→ What this exercise asks:
1/ Rewrite the passage on inflammation and exercise starting at "Researchers from Trinity" and ending at "that promote inflammation.", swapping "powerhouse" for "engine".
2/ Answer these questions from the passage on inflammation and exercise:
(a) Which two diseases does it name as ones chronic inflammation can cause?
(b) Which two research bodies published the work on macrophages?
(c) What do adipose and muscle tissue release into the bloodstream during exercise?

Inflammation, disease and the role of exercise
Inflammation is the way the body protects itself and is an essential part of the immune system. However, severe and chronic inflammation is an aspect of many age related diseases. Scientists believe that the lifelong accumulation of damage from chronic inflammation is a major contributor to the process of ageing. Chronic inflammation can cause diseases including arthritis and cancer.
Researchers from Trinity College Dublin and the UK's Medical Research Council Mitochondrial Biology Unit have published research involving macrophages (white blood cells that are like biological dustbins) role in inflammation and how the cells change the activity in the mitochondria (present in nearly all cells, the cell powerhouse that generates ATP, the cells primary source of energy). The researchers discovered that during inflammation the macrophages halt the mitochondria's production of energy and turn them instead to producing toxic compounds that promote inflammation.
The good news is exercise can help prevent chronic inflammation, regular physical activity leads to a reduction in visceral fat and a subsequent reduction in macrophage infiltration into adipose tissue. During exercise our adipose and muscle tissue release big bursts of stored cytokines (a protein molecule) into our blood stream. This process appears to be responsible for subsequent elevations of circulating anti inflammatory cytokines. Exercise has also shown to modulate local and systematic inflammatory processes via a number of various other processes. However in the short term as exercise produces acute (not chronic) inflammation it is important to rest and recover between workouts and to avoid strenuous "overtraining".

→ Information:
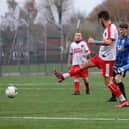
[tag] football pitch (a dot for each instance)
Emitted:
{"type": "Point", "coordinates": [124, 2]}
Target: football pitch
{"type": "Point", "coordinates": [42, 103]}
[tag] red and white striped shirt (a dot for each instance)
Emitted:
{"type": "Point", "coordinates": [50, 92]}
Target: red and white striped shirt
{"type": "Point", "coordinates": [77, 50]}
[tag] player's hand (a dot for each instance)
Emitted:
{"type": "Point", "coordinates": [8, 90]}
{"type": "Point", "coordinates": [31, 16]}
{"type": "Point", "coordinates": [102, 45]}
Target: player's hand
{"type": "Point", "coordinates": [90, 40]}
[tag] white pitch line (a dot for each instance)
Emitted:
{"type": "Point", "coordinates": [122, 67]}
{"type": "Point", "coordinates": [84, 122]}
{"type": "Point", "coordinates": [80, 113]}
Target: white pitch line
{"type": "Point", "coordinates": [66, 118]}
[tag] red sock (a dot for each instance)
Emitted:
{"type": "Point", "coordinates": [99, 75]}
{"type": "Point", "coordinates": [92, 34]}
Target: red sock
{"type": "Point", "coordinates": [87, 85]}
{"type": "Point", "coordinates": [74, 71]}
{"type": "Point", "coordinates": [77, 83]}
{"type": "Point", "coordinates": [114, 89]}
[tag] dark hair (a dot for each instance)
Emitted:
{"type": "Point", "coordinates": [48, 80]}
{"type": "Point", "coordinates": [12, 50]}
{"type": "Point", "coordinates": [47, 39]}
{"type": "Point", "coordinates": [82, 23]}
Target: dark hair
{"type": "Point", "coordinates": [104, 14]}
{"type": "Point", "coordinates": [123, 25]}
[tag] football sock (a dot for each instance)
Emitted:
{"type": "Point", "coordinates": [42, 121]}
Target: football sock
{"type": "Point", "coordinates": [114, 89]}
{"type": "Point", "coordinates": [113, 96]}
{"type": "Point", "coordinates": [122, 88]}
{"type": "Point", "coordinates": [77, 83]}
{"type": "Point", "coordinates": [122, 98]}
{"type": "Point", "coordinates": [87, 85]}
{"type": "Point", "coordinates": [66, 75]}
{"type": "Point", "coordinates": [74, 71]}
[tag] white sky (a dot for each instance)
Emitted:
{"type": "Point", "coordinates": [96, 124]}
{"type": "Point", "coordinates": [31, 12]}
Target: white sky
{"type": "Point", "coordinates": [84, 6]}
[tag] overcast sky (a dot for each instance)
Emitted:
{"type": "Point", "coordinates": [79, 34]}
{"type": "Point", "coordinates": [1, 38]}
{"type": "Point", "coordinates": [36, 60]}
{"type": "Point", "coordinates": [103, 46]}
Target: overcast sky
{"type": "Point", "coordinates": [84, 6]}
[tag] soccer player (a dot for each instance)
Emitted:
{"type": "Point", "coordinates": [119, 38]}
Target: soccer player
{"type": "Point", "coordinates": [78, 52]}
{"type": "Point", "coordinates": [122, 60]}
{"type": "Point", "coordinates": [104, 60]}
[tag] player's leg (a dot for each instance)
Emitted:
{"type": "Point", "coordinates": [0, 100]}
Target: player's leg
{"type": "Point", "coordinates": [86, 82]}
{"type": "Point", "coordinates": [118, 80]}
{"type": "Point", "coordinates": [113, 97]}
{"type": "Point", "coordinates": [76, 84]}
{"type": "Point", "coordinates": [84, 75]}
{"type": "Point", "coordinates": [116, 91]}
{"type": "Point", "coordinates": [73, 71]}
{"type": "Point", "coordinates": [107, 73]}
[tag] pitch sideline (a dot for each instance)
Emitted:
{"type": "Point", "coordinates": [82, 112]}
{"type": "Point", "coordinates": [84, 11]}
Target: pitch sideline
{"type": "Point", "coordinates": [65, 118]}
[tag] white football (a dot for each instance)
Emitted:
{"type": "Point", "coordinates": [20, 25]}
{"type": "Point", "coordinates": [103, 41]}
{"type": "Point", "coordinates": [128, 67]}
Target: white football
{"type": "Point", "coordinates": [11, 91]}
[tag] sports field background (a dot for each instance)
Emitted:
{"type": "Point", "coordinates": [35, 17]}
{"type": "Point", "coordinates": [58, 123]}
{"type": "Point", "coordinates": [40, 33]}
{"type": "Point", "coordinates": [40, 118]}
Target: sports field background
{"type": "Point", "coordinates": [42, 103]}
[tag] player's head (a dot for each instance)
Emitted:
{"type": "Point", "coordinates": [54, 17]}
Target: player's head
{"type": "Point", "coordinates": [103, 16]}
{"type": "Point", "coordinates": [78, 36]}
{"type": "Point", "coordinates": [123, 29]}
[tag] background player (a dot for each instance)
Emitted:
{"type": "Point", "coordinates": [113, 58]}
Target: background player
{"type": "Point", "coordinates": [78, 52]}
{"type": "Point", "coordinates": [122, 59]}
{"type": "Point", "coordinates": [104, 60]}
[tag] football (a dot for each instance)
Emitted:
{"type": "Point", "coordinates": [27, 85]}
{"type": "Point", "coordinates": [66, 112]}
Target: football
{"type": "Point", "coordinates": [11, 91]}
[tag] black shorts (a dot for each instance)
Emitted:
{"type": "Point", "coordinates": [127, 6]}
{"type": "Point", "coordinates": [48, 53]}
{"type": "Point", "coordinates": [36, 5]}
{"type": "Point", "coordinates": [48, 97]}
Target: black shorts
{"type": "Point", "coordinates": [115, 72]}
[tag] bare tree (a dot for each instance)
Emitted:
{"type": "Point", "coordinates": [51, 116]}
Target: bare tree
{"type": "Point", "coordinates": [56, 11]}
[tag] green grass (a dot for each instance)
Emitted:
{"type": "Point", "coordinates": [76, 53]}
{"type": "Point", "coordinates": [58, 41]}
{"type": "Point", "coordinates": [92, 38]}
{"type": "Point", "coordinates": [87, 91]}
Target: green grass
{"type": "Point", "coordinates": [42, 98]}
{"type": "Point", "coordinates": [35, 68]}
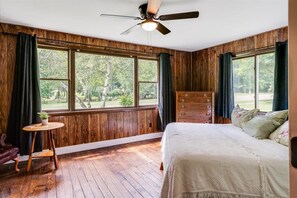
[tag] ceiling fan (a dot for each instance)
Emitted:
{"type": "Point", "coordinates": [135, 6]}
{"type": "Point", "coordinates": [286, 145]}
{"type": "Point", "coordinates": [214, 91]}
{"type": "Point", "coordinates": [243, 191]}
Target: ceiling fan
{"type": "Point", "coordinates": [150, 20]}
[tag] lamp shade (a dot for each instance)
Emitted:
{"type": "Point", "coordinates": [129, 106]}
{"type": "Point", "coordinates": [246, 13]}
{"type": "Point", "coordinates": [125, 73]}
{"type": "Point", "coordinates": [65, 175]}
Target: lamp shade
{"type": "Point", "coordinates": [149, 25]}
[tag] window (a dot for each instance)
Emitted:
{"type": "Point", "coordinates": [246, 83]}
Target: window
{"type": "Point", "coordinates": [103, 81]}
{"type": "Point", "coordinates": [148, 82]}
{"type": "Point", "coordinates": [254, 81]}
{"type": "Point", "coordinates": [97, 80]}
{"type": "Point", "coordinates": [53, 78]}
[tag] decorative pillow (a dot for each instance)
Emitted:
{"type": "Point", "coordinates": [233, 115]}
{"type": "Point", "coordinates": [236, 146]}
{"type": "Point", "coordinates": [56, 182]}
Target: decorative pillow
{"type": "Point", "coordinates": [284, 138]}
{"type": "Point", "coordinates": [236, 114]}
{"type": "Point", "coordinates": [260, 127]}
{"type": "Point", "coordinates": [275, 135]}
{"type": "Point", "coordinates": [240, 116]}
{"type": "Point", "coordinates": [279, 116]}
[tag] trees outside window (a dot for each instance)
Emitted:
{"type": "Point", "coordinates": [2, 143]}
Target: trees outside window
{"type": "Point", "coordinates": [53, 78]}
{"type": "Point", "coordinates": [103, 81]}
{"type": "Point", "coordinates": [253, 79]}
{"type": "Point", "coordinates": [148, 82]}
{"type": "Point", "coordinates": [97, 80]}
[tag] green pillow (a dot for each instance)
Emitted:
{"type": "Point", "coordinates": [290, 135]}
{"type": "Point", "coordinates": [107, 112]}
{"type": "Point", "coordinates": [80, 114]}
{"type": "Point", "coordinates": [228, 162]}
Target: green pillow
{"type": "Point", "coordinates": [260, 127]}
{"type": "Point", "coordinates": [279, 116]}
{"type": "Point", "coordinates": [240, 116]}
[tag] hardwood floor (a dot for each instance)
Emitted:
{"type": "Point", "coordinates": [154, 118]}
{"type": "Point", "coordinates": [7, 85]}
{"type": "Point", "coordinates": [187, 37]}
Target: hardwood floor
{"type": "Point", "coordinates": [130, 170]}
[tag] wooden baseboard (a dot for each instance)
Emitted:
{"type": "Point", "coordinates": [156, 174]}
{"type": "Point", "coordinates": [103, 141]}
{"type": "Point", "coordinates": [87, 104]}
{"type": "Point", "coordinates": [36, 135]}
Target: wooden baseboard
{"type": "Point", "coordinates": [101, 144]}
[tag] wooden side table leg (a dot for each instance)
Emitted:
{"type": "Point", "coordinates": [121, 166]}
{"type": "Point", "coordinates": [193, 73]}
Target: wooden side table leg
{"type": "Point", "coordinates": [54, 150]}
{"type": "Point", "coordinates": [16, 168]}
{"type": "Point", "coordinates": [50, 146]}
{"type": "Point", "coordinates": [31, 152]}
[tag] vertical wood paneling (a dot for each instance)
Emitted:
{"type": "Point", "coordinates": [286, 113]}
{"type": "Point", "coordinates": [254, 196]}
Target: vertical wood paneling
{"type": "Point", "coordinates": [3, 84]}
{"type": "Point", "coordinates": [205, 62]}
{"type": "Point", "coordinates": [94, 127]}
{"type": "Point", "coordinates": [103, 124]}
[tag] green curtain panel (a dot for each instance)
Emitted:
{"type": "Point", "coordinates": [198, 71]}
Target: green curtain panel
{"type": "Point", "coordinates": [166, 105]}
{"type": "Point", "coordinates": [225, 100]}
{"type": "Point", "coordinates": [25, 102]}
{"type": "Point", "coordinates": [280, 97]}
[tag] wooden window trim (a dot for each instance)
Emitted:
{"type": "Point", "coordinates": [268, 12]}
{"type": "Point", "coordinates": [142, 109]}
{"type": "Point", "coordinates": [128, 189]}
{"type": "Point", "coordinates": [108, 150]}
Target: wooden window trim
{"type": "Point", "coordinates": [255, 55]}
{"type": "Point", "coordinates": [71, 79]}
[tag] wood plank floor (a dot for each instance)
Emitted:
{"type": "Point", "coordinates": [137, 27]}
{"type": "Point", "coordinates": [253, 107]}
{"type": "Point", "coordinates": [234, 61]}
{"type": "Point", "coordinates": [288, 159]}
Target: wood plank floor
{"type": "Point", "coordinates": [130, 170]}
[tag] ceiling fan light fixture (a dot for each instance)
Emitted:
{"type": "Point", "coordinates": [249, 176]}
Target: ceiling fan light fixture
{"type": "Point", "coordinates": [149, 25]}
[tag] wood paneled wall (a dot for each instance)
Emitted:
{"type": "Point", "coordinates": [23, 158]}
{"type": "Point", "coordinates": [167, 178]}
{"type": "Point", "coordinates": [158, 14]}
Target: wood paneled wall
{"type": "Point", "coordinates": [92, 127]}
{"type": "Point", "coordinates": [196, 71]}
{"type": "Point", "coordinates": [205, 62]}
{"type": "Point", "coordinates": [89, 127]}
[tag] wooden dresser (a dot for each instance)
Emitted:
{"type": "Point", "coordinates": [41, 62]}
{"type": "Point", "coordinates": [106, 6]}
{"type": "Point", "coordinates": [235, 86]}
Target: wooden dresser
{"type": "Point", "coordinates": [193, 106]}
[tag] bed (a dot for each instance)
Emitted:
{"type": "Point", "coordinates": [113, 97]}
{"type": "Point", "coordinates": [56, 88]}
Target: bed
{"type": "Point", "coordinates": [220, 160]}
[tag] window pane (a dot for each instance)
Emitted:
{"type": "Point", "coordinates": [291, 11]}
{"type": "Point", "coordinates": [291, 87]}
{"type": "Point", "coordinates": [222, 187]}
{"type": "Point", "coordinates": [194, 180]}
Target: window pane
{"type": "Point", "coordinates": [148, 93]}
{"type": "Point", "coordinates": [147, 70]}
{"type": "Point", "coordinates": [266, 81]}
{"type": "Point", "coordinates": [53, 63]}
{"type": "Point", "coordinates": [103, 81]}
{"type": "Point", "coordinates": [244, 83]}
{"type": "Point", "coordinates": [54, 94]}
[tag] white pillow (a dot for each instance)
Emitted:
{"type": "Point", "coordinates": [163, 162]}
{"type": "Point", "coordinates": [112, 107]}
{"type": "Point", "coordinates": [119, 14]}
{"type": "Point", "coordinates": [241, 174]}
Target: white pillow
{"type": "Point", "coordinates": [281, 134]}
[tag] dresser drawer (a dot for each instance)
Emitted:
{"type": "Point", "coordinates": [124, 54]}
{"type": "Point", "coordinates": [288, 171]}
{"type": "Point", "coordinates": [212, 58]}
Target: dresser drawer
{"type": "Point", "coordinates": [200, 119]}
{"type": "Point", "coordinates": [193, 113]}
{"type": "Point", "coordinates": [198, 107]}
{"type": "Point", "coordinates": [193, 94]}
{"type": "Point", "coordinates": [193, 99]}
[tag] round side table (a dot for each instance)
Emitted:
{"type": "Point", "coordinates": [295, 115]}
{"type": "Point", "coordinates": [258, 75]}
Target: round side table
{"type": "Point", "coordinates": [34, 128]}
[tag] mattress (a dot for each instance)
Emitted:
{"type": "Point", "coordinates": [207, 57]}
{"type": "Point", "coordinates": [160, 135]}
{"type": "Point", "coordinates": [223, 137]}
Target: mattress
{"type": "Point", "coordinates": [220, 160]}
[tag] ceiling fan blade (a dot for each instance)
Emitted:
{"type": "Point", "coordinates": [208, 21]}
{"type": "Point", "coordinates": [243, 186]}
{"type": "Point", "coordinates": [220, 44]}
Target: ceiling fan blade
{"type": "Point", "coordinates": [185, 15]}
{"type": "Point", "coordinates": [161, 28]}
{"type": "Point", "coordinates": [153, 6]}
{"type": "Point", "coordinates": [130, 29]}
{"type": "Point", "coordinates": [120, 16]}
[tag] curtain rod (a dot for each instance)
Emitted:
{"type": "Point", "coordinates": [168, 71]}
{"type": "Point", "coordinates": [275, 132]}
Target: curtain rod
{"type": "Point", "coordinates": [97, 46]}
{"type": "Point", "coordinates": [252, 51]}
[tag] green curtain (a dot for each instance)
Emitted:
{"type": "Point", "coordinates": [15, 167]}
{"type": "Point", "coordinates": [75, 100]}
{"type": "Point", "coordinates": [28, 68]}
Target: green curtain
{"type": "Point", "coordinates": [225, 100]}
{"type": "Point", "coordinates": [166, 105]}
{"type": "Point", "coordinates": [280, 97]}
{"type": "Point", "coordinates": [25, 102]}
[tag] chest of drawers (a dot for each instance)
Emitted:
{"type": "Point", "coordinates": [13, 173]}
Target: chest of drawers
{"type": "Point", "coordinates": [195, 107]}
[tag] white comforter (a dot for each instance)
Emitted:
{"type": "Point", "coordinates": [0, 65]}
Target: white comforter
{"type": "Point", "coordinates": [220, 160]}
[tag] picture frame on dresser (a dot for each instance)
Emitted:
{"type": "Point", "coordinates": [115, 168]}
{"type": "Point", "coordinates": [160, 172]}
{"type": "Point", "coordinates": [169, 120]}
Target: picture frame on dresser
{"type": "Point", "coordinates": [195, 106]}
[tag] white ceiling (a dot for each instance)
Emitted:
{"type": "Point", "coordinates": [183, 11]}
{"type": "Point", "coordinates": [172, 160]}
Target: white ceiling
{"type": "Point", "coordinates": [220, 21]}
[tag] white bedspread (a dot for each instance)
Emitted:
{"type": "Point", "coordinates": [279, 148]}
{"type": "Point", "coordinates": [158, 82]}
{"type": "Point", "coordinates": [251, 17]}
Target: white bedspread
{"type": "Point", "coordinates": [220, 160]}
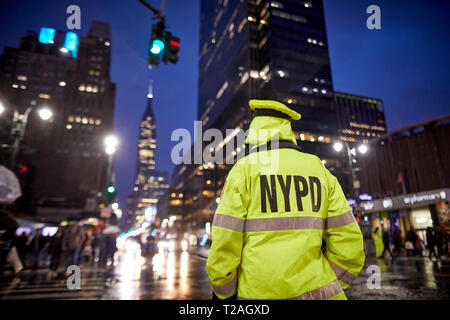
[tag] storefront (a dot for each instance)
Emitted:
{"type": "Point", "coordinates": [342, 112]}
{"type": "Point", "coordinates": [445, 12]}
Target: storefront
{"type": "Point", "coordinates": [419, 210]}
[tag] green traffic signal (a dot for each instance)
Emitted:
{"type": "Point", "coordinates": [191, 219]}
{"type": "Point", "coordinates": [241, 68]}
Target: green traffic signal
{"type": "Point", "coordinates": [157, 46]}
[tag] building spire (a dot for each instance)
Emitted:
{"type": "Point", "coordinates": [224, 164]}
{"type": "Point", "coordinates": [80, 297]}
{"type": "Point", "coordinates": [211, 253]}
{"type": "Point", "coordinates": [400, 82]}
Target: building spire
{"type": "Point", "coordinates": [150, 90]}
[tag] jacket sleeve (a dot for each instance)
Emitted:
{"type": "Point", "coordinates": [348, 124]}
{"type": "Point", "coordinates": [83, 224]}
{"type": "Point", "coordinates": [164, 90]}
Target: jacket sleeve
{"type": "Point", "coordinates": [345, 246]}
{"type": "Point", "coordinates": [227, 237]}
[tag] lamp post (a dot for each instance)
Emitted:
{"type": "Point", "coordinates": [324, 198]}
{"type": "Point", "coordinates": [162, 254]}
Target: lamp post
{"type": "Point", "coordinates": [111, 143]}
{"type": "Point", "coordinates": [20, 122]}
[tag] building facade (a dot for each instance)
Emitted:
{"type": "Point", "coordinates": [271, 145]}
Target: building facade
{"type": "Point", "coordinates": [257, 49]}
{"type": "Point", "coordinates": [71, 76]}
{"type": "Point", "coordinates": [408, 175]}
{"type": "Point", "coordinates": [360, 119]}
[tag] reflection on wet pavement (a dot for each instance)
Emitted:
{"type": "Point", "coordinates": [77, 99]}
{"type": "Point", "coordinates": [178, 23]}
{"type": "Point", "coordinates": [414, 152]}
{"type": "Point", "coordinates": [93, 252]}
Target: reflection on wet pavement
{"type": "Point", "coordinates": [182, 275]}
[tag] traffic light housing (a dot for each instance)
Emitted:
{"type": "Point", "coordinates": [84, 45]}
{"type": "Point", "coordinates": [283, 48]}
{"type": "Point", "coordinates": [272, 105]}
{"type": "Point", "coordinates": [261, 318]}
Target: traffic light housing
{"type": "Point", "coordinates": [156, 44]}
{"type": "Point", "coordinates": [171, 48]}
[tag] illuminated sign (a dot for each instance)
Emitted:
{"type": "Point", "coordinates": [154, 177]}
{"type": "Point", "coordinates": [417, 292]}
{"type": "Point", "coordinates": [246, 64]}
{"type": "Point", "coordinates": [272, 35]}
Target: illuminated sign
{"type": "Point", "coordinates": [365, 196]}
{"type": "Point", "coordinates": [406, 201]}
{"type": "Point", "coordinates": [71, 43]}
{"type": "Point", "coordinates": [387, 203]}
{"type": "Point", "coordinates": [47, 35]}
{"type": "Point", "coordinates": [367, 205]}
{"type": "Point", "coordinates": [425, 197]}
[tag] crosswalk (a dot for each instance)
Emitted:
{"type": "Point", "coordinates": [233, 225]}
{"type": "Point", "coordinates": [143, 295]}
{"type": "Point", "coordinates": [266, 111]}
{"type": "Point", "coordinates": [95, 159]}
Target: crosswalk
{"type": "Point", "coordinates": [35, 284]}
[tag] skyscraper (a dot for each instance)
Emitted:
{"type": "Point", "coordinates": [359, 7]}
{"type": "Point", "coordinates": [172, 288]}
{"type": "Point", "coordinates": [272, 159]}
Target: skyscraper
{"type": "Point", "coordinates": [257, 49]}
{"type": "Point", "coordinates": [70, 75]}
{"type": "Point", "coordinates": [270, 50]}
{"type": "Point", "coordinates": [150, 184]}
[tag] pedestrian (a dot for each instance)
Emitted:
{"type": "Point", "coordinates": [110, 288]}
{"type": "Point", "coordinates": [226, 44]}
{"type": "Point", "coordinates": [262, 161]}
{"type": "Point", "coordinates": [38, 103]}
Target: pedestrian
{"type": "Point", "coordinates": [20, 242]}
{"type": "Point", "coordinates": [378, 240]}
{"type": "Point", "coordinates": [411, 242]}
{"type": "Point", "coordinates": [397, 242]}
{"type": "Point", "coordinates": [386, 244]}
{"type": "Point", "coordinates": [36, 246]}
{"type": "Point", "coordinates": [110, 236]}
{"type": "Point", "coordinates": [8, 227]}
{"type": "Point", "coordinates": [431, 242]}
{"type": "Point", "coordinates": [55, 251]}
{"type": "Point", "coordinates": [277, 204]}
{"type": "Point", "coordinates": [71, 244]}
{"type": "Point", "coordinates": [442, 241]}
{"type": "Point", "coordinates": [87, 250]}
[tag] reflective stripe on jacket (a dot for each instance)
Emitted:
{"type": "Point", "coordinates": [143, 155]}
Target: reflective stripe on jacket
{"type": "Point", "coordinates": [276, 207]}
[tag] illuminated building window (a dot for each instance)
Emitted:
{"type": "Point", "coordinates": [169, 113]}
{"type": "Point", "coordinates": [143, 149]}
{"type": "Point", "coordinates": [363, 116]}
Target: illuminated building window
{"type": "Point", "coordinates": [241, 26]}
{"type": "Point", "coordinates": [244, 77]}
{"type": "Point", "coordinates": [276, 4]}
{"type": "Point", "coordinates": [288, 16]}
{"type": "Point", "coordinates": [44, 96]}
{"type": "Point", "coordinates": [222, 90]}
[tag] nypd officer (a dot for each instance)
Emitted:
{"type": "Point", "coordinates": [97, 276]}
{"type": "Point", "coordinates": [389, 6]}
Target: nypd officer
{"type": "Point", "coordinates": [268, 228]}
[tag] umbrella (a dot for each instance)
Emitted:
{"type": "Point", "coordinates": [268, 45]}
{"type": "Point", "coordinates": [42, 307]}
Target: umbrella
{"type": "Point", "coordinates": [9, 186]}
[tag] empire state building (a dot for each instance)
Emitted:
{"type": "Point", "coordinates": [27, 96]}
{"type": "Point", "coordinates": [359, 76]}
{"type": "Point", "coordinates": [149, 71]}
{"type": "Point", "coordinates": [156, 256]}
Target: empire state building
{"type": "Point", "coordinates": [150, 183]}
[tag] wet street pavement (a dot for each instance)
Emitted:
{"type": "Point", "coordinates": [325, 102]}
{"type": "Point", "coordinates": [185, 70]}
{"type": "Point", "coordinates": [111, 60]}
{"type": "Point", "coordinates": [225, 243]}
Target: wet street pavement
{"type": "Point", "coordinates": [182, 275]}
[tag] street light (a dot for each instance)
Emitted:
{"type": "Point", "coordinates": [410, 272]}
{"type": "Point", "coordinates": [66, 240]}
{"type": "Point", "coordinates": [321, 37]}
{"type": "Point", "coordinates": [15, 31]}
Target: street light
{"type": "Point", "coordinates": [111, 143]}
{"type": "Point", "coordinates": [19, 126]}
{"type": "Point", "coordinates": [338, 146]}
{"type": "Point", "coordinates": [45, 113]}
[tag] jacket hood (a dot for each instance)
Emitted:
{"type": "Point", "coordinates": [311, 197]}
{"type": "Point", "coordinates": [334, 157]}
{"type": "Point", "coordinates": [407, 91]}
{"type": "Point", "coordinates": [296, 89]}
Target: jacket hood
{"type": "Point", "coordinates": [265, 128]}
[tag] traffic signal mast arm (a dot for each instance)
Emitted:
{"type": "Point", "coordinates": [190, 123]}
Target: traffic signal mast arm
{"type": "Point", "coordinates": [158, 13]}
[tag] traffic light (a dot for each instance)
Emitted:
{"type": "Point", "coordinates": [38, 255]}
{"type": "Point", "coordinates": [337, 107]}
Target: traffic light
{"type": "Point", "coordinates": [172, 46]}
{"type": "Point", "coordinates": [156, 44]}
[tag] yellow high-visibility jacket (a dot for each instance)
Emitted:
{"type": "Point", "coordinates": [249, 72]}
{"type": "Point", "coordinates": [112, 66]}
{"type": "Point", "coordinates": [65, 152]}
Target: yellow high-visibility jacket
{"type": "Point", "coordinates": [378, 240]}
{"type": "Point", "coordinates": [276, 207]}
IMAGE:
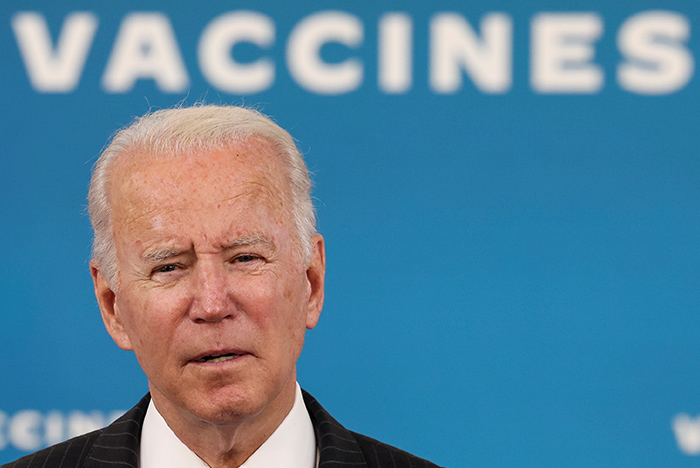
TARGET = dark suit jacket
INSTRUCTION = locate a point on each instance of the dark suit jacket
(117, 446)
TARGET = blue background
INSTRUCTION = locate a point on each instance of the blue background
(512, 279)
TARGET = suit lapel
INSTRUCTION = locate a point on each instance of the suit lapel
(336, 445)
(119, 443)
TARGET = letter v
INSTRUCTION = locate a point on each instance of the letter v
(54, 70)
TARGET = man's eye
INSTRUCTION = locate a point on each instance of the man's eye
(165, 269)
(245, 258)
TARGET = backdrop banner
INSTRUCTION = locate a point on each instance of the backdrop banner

→ Solution set:
1/
Researchers from Trinity College Dublin and the UK's Medical Research Council Mitochondrial Biology Unit have published research involving macrophages (white blood cells that are like biological dustbins) role in inflammation and how the cells change the activity in the mitochondria (present in nearly all cells, the cell engine that generates ATP, the cells primary source of energy). The researchers discovered that during inflammation the macrophages halt the mitochondria's production of energy and turn them instead to producing toxic compounds that promote inflammation.

2/
(a) Arthritis and cancer.
(b) Trinity College Dublin and the UK's Medical Research Council Mitochondrial Biology Unit.
(c) Big bursts of stored cytokines.